*To do*
The records follow. Print, word for word, the first line through the "Target: woman's left hand" line.

Point-per-instance localization data:
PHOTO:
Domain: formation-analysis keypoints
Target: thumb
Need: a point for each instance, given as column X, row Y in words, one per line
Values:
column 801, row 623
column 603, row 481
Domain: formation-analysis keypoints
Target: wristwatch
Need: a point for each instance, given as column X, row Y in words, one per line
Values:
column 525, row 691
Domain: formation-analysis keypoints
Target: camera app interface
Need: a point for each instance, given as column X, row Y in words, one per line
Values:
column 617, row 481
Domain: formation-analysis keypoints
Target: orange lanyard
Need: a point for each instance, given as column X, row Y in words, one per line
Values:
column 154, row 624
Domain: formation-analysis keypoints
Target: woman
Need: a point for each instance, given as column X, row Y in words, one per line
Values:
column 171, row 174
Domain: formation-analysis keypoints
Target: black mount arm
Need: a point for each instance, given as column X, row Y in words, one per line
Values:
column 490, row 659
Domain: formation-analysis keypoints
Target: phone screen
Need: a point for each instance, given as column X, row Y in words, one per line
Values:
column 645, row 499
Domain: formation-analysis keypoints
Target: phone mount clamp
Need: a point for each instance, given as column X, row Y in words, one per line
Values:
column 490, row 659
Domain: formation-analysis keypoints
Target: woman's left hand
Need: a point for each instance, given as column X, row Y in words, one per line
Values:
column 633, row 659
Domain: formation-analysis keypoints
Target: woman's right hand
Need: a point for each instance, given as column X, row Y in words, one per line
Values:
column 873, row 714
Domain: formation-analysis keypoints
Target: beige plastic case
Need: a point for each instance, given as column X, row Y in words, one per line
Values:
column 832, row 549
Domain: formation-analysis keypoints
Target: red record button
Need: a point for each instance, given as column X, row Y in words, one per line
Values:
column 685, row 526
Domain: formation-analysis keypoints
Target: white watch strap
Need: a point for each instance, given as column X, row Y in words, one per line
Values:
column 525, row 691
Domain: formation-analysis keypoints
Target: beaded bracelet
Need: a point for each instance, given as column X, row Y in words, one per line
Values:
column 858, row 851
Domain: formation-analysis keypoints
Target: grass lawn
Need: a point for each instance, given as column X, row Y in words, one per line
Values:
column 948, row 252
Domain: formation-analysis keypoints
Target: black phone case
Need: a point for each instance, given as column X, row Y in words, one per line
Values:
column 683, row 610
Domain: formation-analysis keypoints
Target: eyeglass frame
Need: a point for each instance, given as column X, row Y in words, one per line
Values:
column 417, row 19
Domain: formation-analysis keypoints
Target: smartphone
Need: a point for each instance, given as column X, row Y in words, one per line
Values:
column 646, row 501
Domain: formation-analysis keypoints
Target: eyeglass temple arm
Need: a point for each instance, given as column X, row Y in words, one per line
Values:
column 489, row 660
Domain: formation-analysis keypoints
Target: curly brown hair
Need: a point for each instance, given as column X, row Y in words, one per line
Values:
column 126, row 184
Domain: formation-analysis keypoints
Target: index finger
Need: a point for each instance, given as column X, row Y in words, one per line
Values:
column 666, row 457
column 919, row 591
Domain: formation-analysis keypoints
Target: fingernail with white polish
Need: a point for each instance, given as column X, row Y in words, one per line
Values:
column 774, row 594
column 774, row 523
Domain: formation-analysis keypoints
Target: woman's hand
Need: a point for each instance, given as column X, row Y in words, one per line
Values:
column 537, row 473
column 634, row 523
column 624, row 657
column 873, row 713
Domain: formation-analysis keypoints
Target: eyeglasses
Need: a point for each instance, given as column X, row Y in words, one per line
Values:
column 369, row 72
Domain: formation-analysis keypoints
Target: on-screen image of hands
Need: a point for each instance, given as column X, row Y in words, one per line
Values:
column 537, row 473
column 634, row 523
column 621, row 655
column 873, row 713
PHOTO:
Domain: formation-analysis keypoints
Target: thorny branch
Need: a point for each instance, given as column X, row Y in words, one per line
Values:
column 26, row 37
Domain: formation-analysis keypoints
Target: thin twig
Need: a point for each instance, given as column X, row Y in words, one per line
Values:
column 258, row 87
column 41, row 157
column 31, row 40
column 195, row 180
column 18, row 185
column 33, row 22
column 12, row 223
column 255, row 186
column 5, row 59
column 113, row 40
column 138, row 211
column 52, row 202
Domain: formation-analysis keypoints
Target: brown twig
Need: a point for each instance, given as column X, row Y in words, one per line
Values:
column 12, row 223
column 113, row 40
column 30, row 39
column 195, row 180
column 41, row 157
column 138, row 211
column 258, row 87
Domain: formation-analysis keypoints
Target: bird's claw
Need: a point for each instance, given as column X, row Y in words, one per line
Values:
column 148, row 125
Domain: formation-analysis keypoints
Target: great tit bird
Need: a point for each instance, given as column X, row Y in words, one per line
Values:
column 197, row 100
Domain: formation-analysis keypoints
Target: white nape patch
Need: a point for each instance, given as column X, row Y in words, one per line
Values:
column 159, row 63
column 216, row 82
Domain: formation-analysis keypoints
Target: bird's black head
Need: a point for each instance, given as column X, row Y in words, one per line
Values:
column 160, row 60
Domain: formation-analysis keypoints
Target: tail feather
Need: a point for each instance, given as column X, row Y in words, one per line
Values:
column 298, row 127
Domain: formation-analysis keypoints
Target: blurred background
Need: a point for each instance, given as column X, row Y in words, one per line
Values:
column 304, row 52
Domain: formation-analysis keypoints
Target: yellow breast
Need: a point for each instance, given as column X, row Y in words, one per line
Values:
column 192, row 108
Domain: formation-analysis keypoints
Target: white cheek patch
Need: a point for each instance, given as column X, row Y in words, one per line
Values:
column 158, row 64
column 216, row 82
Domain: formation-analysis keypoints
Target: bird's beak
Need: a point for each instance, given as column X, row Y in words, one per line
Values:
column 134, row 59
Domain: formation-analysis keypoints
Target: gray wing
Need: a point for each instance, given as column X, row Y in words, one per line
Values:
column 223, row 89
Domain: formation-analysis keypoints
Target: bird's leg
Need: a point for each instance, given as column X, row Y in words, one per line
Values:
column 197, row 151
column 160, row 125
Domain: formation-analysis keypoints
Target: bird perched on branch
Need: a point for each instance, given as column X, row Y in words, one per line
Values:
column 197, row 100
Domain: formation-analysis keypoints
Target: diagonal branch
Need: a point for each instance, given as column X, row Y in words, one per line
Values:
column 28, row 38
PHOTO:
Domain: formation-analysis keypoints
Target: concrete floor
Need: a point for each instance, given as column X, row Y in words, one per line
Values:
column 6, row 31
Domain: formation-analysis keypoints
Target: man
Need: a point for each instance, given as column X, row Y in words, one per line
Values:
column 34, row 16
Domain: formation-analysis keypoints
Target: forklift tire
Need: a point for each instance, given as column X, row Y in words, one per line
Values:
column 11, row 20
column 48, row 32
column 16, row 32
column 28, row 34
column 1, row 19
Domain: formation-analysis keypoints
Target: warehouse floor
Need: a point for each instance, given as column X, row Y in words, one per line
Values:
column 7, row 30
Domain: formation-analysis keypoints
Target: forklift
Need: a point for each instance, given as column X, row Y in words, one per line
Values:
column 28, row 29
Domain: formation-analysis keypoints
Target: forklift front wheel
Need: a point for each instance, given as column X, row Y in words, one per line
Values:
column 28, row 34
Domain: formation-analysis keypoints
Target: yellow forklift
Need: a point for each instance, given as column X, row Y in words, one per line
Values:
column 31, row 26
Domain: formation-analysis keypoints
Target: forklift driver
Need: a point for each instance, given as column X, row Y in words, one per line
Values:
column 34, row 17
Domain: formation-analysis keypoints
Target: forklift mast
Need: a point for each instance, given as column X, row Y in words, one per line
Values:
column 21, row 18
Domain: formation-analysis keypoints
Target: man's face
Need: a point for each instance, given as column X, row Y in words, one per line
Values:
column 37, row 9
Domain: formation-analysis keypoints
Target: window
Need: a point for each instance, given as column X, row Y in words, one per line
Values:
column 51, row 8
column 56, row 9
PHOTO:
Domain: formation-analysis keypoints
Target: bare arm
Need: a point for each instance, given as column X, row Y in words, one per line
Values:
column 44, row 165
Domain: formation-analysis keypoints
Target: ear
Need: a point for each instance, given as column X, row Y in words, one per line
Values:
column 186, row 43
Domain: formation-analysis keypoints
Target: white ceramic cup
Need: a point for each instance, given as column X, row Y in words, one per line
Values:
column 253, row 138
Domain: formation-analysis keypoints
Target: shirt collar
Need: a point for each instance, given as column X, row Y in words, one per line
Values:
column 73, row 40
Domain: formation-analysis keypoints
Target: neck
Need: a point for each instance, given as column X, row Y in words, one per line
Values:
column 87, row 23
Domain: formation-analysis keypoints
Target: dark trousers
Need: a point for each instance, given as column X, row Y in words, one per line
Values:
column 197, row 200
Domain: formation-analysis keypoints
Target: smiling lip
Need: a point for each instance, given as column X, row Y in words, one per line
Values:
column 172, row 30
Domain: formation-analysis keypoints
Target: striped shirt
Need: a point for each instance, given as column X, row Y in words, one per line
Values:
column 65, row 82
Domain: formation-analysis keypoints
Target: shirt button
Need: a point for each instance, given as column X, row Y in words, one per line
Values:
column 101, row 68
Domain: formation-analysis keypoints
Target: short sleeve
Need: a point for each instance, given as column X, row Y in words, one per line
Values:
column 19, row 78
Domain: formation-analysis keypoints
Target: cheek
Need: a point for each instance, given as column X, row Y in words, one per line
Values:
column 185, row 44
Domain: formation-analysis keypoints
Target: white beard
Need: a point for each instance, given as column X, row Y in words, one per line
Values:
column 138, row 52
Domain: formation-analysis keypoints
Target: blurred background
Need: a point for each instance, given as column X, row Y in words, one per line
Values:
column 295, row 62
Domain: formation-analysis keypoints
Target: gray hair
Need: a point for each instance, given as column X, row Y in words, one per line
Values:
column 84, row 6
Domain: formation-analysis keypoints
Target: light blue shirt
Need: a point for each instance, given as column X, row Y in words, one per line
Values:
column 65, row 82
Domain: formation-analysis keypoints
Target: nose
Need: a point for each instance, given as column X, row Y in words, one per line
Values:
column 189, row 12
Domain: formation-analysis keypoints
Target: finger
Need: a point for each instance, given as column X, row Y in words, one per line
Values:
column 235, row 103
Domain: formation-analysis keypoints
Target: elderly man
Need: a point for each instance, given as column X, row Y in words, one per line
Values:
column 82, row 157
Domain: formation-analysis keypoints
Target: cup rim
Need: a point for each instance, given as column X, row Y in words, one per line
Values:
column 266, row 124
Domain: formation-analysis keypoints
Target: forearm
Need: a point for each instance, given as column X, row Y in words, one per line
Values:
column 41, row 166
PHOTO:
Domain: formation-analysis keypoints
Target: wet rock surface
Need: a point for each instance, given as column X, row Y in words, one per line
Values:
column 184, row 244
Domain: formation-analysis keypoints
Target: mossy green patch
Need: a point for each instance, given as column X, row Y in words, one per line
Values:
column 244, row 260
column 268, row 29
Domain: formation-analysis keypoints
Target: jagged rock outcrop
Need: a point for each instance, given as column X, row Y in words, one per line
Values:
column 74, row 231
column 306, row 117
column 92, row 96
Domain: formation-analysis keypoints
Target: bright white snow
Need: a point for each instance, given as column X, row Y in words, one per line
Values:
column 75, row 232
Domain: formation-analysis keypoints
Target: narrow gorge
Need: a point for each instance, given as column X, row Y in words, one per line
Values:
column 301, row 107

*Solution to the exercise*
PHOTO:
Domain: formation-analysis keypoints
Target: thumb
Need: a point for each instance, given as column X, row Y in words, one per line
Values:
column 801, row 623
column 603, row 481
Domain: formation-analysis keypoints
Target: wristwatch
Need: a point for each instance, given as column X, row Y in words, one per line
Values:
column 525, row 691
Domain: formation-analysis keypoints
Target: camera app interface
Need: a point for each instance, given as column X, row Y in words, one per line
Values:
column 617, row 481
Domain: formation-analysis keypoints
Target: orange lanyard
Need: a point for each instance, given as column X, row Y in words, one per line
Values:
column 154, row 624
Domain: formation-analysis keypoints
Target: woman
Need: a point for each instance, given as column X, row Y in words, one per line
Values:
column 171, row 174
Domain: formation-analysis keypoints
Target: black mount arm
Need: a point for each instance, given as column X, row Y in words, one per line
Values:
column 490, row 659
Domain: formation-analysis keypoints
Target: phone screen
Need: a point for each instance, given as column X, row Y in words, one per line
Values:
column 645, row 499
Domain: formation-analysis keypoints
Target: phone mount clamp
Need: a point for each instance, given as column X, row Y in words, one per line
Values:
column 490, row 659
Domain: formation-analysis keypoints
Target: woman's left hand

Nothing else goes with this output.